## Start Working data

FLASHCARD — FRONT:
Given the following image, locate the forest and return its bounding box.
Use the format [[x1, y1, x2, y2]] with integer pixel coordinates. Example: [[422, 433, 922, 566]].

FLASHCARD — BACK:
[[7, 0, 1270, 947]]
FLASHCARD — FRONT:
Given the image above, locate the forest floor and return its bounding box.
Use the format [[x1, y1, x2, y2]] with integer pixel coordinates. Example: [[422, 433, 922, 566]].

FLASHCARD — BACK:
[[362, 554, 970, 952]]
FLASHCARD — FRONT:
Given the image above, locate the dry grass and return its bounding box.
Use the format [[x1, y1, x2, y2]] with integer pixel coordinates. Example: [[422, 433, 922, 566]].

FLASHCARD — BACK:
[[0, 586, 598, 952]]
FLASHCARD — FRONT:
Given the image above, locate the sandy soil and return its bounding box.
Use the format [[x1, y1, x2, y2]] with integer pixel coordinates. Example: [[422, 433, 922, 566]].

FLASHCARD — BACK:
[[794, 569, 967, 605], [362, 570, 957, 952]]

## End Working data
## Start Working data

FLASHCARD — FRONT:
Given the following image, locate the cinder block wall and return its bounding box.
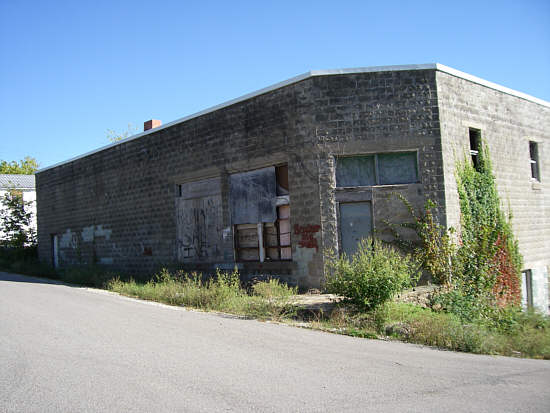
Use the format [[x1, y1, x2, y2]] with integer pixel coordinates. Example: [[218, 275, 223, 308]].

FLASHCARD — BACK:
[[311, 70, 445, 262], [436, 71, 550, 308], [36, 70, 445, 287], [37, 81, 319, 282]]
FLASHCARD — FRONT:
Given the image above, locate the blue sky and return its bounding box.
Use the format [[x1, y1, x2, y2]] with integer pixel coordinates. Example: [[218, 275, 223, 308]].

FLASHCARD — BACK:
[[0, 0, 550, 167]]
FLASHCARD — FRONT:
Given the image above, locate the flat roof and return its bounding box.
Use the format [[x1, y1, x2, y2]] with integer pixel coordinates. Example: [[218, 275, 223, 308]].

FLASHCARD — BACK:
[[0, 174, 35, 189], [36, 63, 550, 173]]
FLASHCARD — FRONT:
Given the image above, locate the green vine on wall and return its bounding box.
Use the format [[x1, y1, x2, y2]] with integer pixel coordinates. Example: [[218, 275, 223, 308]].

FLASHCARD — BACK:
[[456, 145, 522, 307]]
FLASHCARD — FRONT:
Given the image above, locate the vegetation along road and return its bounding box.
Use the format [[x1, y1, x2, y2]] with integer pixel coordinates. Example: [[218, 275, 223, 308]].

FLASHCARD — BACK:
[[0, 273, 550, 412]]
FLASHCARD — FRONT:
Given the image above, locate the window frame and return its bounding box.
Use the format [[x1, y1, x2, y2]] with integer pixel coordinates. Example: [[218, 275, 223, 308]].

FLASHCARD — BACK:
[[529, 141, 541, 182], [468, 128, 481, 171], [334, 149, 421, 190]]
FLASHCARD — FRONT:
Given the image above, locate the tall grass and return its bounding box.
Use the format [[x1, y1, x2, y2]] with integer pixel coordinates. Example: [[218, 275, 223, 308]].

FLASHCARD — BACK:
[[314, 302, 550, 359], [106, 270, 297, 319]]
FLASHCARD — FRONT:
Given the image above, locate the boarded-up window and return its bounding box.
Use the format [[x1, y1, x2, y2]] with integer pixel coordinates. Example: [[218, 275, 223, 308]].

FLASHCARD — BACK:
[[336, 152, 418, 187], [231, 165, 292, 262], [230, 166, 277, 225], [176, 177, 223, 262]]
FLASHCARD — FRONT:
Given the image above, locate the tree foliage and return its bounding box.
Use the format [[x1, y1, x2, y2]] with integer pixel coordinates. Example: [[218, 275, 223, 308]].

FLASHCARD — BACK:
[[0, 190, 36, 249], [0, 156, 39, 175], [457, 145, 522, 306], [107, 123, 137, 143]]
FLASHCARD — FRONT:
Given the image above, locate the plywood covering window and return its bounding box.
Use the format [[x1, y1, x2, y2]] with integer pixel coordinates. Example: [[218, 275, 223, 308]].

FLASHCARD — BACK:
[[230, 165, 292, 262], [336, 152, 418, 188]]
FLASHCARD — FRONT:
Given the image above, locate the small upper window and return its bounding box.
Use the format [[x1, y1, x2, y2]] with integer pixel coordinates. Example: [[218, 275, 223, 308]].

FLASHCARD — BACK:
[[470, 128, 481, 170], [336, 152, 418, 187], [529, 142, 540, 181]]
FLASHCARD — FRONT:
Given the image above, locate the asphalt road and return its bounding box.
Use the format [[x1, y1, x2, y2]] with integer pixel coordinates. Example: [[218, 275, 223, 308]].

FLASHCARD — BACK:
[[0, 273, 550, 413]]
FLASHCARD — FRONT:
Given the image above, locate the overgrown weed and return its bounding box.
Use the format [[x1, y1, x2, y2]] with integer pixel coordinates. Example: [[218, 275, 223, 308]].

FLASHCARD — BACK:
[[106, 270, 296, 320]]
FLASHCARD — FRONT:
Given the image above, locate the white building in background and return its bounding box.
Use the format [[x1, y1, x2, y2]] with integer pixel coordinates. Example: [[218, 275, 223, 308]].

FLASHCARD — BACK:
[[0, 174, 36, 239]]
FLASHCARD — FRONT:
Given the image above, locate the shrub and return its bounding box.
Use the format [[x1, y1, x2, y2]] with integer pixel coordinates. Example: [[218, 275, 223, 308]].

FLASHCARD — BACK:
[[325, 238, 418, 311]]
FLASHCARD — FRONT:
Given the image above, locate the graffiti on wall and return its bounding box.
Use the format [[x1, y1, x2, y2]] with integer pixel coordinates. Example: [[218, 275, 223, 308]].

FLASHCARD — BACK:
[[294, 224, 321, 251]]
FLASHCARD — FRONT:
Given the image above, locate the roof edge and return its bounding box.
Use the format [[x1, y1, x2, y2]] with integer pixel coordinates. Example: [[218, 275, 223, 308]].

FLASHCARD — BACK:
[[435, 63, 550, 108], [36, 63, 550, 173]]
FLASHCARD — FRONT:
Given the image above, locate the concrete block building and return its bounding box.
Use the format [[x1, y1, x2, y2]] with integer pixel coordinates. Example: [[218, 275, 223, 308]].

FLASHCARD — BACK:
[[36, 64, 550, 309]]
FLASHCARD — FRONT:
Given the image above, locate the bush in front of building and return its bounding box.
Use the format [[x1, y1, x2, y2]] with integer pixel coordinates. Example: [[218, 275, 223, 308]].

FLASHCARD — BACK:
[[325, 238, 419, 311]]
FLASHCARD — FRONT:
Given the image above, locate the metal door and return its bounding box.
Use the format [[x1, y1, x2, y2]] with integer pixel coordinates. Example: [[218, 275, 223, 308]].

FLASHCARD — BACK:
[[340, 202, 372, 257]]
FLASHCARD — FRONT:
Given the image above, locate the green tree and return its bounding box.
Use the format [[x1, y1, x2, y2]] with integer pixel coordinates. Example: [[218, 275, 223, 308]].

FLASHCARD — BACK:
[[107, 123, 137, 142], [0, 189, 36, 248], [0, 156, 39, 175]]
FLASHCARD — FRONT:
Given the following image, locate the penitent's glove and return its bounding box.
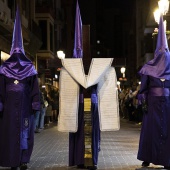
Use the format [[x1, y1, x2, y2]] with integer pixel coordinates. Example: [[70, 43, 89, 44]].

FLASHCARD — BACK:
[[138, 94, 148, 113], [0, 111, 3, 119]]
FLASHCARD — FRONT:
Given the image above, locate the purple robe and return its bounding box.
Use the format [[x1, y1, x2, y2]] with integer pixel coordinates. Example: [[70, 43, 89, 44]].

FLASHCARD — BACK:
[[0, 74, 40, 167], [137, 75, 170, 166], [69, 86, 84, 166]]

## End Working data
## Start Working data

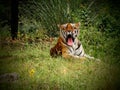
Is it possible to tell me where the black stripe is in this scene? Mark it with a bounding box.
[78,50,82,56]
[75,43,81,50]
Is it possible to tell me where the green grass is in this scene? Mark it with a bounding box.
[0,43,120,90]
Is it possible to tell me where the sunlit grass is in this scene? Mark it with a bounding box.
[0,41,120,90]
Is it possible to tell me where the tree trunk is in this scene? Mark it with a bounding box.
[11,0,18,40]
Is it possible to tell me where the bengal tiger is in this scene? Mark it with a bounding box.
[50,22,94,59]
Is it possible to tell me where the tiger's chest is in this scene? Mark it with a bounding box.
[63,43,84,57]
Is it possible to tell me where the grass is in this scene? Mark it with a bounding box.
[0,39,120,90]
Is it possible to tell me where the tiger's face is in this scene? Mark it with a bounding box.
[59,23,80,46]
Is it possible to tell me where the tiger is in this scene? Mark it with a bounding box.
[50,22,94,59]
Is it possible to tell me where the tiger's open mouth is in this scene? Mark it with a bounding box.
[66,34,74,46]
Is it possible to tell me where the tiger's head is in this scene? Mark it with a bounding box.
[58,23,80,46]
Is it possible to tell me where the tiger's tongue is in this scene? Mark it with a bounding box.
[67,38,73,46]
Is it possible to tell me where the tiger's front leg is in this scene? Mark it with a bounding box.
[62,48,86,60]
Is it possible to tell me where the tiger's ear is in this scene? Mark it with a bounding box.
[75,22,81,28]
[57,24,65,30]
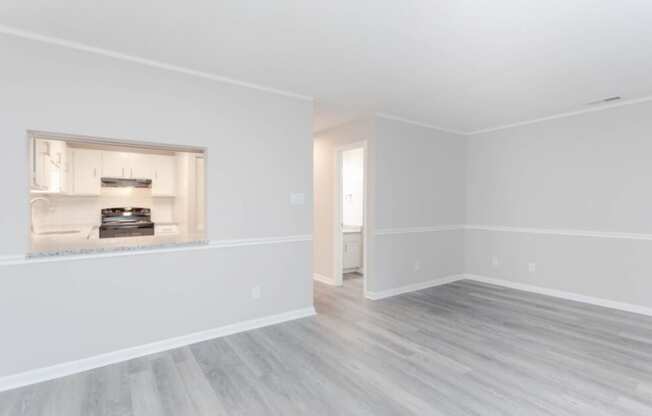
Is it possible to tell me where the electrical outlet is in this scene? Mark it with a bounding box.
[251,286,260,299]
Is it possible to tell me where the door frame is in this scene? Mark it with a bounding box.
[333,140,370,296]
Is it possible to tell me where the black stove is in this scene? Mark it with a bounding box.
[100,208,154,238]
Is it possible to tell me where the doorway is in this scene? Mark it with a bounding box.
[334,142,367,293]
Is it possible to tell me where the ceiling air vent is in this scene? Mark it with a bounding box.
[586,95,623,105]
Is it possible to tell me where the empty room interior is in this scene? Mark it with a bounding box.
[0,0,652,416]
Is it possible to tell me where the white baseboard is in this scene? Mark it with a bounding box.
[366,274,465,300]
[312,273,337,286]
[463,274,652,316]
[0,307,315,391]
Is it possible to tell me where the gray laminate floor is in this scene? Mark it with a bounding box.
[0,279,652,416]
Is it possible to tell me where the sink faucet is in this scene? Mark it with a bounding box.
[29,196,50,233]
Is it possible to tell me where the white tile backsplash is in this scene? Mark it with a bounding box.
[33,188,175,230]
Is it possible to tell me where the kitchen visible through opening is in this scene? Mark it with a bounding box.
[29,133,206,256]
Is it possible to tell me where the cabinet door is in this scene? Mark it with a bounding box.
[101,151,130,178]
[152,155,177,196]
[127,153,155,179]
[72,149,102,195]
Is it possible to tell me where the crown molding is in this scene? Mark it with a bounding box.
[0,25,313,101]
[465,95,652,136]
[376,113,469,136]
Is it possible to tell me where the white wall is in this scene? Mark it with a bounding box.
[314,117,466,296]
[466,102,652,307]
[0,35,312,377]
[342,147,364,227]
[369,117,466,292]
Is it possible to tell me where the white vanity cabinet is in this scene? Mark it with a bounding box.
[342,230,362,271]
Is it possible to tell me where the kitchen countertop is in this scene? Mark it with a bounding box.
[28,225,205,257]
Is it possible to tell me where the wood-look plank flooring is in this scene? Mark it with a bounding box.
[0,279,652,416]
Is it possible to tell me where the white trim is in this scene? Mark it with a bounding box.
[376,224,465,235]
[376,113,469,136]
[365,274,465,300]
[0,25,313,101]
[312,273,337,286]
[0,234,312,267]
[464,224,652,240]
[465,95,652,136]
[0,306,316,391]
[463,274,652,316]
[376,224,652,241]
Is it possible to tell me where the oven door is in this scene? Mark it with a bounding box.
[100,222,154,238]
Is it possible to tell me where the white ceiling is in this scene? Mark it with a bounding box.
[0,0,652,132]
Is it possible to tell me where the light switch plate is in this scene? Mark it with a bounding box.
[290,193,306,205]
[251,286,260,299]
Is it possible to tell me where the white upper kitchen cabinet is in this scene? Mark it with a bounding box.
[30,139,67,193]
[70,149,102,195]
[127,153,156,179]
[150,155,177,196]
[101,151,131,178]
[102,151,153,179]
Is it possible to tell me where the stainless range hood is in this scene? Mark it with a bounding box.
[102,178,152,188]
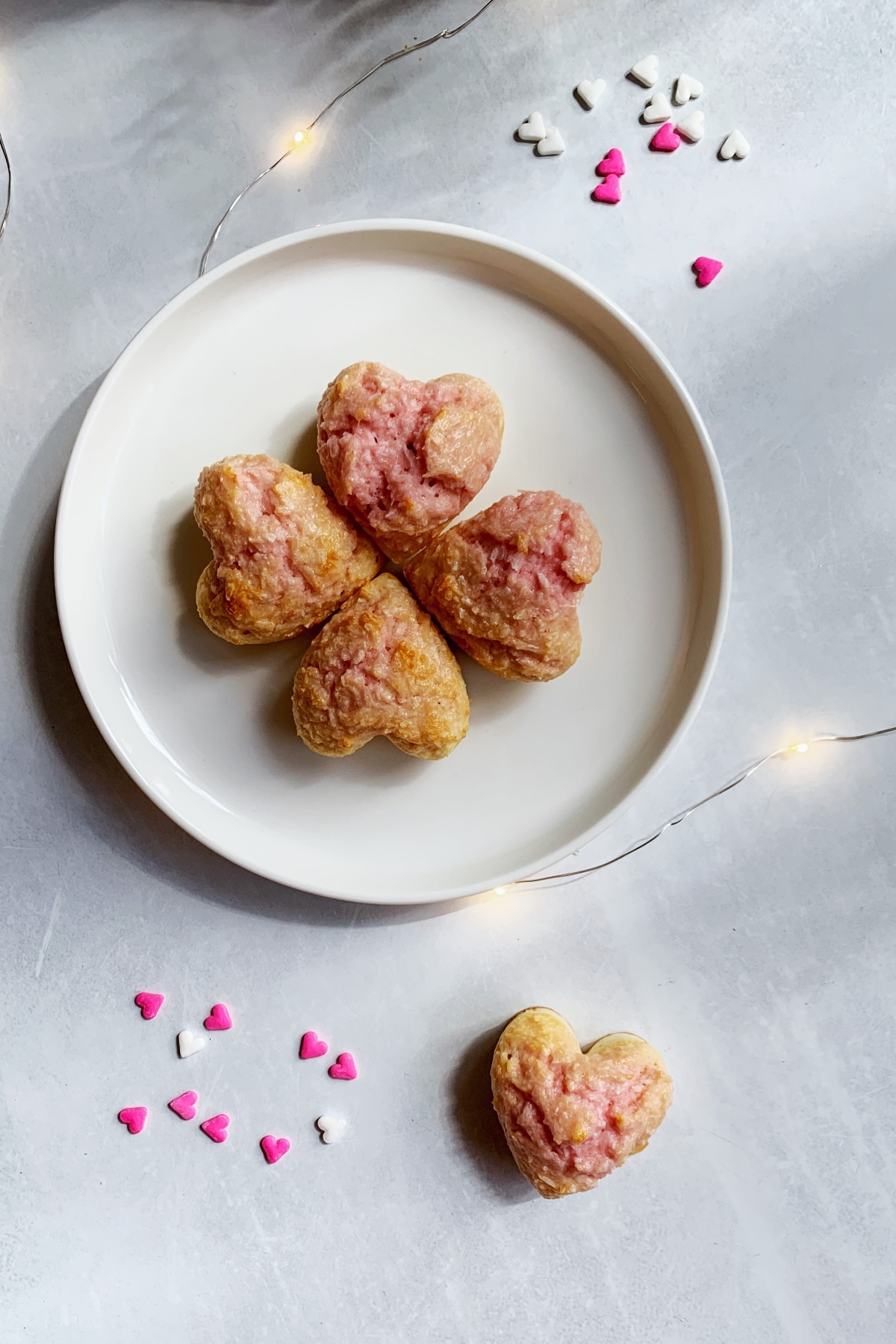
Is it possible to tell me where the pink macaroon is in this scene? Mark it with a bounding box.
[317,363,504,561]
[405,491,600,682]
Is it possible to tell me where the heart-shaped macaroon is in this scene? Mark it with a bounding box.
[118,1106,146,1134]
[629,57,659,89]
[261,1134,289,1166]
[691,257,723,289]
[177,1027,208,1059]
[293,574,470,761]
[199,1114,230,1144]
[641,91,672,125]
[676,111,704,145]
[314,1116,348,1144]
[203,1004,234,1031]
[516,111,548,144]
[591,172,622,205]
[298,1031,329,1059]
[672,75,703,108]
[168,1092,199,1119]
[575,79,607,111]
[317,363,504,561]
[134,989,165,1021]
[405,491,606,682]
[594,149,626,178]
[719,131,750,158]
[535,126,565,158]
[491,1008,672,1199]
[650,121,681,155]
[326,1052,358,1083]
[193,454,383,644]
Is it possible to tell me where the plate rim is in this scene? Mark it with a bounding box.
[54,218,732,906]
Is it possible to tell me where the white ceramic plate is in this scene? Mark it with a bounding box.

## End Working data

• Exercise brief: Pull out each line in the records above that contains the string "cabinet" and copy it unchanged.

• Task solution:
Is it possible to tell me where the cabinet door is in this scene? Mark it with a bounding box.
Is it possible to tell me where the white vanity cabinet is in this scene? Mark it with a bounding box.
Is it possible to tell me where the white upper kitchen cabinet is in this scene? Mark it with a bounding box.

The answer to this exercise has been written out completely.